▸ WHAT IS BEING ASKED
The answer must be the complete listing, copied exactly.

*** DATA TO PROCESS ***

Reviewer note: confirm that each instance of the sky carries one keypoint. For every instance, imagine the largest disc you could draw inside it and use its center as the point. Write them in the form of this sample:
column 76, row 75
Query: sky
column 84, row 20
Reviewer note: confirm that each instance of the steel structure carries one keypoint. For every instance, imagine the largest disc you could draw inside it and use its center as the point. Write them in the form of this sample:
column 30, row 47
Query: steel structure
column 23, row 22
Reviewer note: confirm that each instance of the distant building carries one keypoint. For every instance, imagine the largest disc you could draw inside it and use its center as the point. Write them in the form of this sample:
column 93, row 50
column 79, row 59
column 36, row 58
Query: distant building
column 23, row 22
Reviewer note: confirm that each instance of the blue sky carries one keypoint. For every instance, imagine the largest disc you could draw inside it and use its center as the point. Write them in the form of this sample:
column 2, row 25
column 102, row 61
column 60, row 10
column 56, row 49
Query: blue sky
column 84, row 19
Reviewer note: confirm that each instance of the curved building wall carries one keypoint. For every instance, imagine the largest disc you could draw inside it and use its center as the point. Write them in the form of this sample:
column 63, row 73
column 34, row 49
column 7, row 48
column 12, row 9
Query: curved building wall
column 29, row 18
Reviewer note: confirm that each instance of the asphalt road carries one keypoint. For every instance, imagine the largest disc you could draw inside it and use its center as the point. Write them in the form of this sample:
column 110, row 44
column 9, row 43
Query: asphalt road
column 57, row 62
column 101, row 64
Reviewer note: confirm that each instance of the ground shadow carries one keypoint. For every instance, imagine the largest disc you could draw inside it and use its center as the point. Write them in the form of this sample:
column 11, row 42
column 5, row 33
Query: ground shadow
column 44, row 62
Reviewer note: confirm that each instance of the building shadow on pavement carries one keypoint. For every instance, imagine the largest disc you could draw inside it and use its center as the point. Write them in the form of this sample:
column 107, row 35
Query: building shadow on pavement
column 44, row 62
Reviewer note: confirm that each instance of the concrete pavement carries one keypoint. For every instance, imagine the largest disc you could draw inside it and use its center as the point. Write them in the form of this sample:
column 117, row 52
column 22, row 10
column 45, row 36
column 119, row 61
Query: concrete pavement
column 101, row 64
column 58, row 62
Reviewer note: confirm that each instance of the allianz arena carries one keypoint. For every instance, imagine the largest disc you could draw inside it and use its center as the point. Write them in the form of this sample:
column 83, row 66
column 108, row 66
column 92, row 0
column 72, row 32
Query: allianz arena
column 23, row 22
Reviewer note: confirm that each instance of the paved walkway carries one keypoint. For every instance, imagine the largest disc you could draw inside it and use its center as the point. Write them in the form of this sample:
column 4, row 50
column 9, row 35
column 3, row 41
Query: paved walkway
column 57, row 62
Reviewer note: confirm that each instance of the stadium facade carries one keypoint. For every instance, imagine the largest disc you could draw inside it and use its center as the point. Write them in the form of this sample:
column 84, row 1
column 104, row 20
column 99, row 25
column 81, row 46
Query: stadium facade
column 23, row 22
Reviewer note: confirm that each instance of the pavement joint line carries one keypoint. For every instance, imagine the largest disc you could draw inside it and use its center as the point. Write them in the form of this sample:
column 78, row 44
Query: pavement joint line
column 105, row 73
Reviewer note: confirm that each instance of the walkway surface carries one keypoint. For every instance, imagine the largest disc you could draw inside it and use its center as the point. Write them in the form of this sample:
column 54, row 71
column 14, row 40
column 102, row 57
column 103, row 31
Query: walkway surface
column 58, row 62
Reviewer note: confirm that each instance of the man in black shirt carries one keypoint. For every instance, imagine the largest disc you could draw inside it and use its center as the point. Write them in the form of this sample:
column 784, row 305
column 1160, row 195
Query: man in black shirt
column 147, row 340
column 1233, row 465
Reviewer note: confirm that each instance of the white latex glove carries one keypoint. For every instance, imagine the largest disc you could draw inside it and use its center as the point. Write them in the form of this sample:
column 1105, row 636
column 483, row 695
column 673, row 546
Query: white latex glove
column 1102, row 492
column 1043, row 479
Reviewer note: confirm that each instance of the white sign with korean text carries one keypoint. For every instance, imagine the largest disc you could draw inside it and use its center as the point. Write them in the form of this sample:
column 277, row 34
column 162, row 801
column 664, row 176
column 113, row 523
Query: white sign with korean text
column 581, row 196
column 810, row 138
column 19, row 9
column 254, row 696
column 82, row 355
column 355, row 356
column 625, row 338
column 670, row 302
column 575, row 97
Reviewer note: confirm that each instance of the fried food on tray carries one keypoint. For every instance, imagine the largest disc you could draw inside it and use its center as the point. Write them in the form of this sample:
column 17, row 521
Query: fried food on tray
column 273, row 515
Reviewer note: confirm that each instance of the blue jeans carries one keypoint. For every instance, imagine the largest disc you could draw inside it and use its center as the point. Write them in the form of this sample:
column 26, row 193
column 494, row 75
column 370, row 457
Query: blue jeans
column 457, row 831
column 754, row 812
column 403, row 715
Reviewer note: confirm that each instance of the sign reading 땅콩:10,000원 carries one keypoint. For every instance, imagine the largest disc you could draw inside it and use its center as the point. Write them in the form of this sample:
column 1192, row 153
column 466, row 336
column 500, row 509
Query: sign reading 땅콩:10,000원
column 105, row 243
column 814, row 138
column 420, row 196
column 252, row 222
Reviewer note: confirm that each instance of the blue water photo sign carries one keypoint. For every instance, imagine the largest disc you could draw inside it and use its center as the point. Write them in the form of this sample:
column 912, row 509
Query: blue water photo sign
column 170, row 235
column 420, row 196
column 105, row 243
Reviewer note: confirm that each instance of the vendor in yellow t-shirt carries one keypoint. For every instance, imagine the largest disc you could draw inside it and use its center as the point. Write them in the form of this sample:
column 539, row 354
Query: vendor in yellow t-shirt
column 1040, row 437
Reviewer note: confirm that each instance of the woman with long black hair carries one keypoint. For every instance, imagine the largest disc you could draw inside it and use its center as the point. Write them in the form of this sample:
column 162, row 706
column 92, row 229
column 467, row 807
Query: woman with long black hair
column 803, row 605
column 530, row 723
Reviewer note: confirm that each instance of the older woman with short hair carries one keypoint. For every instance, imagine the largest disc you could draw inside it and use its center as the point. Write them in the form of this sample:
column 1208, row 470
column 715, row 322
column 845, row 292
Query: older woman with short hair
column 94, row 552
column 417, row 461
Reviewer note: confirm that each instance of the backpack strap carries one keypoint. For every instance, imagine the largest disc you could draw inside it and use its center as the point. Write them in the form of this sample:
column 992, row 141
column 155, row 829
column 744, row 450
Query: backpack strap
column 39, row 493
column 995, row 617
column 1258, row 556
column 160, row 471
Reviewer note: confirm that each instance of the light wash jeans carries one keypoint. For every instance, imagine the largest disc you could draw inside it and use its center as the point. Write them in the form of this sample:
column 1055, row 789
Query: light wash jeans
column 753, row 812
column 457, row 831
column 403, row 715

*** End of DATA TO PROCESS ***

▸ RESPONSE BELOW
Reviewer note: confirm that each instance of the sky carries one keypoint. For every instance, imagine the largest disc you could draw inside it and use its center as the point. Write them in the form of this sample:
column 76, row 75
Query: sky
column 84, row 20
Reviewer note: confirm that each instance of the steel structure carries one keypoint. For every instance, imagine the largest disc you could draw inside it and use its center as the point. Write them in the form of this sample:
column 30, row 47
Query: steel structure
column 23, row 22
Reviewer note: confirm that each instance of the distant building carries one keypoint. For every instance, imagine the largest disc you could draw inside it and use its center as the point. Write them in the form of this sample:
column 93, row 50
column 79, row 59
column 36, row 58
Query: distant building
column 23, row 22
Reviewer note: confirm that each instance of the blue sky carries one keypoint. For every instance, imagine the largest disc you could draw inside it and use its center as the point. Write them in the form of this sample:
column 2, row 25
column 102, row 61
column 60, row 10
column 56, row 49
Query: blue sky
column 84, row 19
Reviewer note: confirm that each instance of the curved building wall carries one keypoint. For every instance, imagine the largest disc you could draw inside it and use its center as the point. Write them in the form of this sample:
column 63, row 73
column 34, row 49
column 7, row 48
column 12, row 9
Query: curved building wall
column 29, row 18
Reviewer note: confirm that each instance of the asphalt road carries one keypoint. For every instance, imagine the largest disc you could draw inside it and use its center as the point. Write them in the form of this sample:
column 110, row 44
column 9, row 43
Query: asphalt road
column 57, row 62
column 101, row 64
Reviewer note: confirm that each instance of the ground shadow carries one keypoint. For every instance, imagine the largest disc you could draw inside it and use its center as the point. Write them in the form of this sample:
column 11, row 42
column 5, row 33
Query: ground shadow
column 44, row 62
Reviewer note: confirm that each instance of the building shadow on pavement carries one keypoint. For every instance, imagine the largest disc you could draw inside it and use its center as the point. Write them in the form of this sample:
column 107, row 35
Query: building shadow on pavement
column 44, row 62
Reviewer note: confirm that each instance of the concrete pavement carries one keypoint. For every instance, imagine the largest disc you could draw inside it and use its center as the point. Write them in the form of this sample:
column 117, row 52
column 22, row 10
column 45, row 36
column 119, row 61
Query: concrete pavement
column 101, row 64
column 58, row 62
Reviewer note: confirm that each instance of the allianz arena carries one keypoint. For every instance, imagine the largest disc you could draw inside it and use its center as the point. Write them in the form of this sample:
column 83, row 66
column 108, row 66
column 92, row 0
column 72, row 32
Query: allianz arena
column 23, row 22
Reviewer note: confirm that each instance of the paved walkway carries one keypoint. For every instance, imagine the largest disc you could draw inside it and use its center as the point. Write them in the form of this sample:
column 4, row 50
column 9, row 35
column 3, row 41
Query: paved walkway
column 57, row 62
Reviewer note: confirm that each instance of the stadium facade carries one keypoint. For every instance, imagine the largest disc you could draw inside it and use its center as the point. Write them in the form of this sample:
column 84, row 1
column 104, row 20
column 99, row 25
column 81, row 46
Query: stadium facade
column 23, row 22
Reviewer note: confirm that each instance of the pavement joint line carries one keypoint. For every instance, imagine the largest disc you could draw inside it and use its center as the point. Write them in the form of this sample:
column 78, row 44
Query: pavement joint line
column 105, row 73
Reviewer note: confirm that each instance of the walkway surface carries one keypoint. For every instance, imagine the largest disc you could draw inside it and use its center as the point. Write them in the form of this sample:
column 54, row 71
column 14, row 40
column 102, row 57
column 103, row 31
Query: walkway surface
column 58, row 62
Reviewer note: confirm that each instance of the man in black shirt carries one keypoint. For every instance, imagine the largest disc you could draw inside it and use its center as the point. Write them in the form of this sample:
column 784, row 305
column 1160, row 195
Query: man in black shirt
column 147, row 340
column 1233, row 465
Reviewer note: confirm that each instance of the white latex glove carries one keypoint. For every instance, imagine the largest disc you could draw inside it and use its center as the point. Write them in the form of this sample:
column 1105, row 636
column 483, row 695
column 673, row 546
Query: white latex glove
column 1102, row 492
column 1043, row 479
Reviewer note: confirm that each instance of the white sign with korean text carries one keypoint. For every instance, imagine the largest disc you could draw inside it and use its center as the point. Write them in the form of this sample:
column 277, row 34
column 162, row 801
column 664, row 176
column 113, row 523
Query: white sign with korean text
column 581, row 196
column 810, row 138
column 19, row 9
column 254, row 696
column 82, row 355
column 355, row 356
column 625, row 338
column 670, row 302
column 575, row 97
Reviewer note: confirm that each instance of the fried food on tray carries one keypoint. For every instance, imagine the largest disc you could draw inside it and use its center as the point. Write them in the form of this sample:
column 17, row 521
Query: fried food on tray
column 273, row 515
Reviewer note: confirm that each instance of the blue jeans carries one keypoint. For every instance, imagine the largest disc you could draw inside it and use its center as the point. Write them in the form of this sample:
column 26, row 193
column 494, row 75
column 370, row 457
Query: blue jeans
column 457, row 831
column 754, row 812
column 403, row 715
Reviewer note: confirm that each instance of the sign reading 땅콩:10,000원 carries one keypoint. For every instance, imagine the largest disc you could draw inside it and use its center as the point. Write them in the form of this sample:
column 1192, row 153
column 466, row 336
column 500, row 509
Query: sign reading 땅콩:10,000원
column 105, row 243
column 814, row 138
column 420, row 196
column 252, row 222
Reviewer note: confirm that each instance of the blue water photo sign carries one keypoint. For every instance, imagine the largest disc you could draw inside it and use its center as the point. Write them in the form of this sample:
column 912, row 509
Query: blue water photo sign
column 170, row 235
column 420, row 196
column 105, row 243
Reviewer note: confirm that each instance of the vendor in yellow t-shirt carries one keypoint. For every instance, imagine the largest disc you could draw inside it and use its center as the point. Write them in the form of this sample:
column 539, row 354
Query: vendor in yellow t-shirt
column 1040, row 437
Reviewer note: confirm that each instance of the woman with long black hair carries one keypoint. For every instance, imagine the largest disc you could draw inside it and use its center as the point. Write them in the form of this sample:
column 162, row 706
column 92, row 229
column 467, row 807
Query: woman with long black hair
column 803, row 605
column 530, row 723
Reviewer note: confirm that each instance of the older woman with short hair carries one keypoint. For every instance, imagine the largest disc you could draw inside it and use its center as the point. Write them in the form of this sample:
column 1208, row 470
column 715, row 322
column 845, row 292
Query: older woman with short hair
column 94, row 552
column 417, row 461
Reviewer note: confirm that each instance of the backpack strap carries one keypoint. For every instance, imagine the largest disc you could draw inside it and use its center as the point. Write them in the form of this sample:
column 992, row 141
column 155, row 829
column 744, row 450
Query: backpack strap
column 39, row 493
column 995, row 617
column 1258, row 556
column 160, row 471
Reviewer note: confirm that each instance of the light wash jeans carries one keypoint. For every instance, imagine the largest disc you could draw inside it and use its center as the point. Write them in the form of this sample:
column 1055, row 789
Query: light wash jeans
column 753, row 812
column 457, row 831
column 403, row 715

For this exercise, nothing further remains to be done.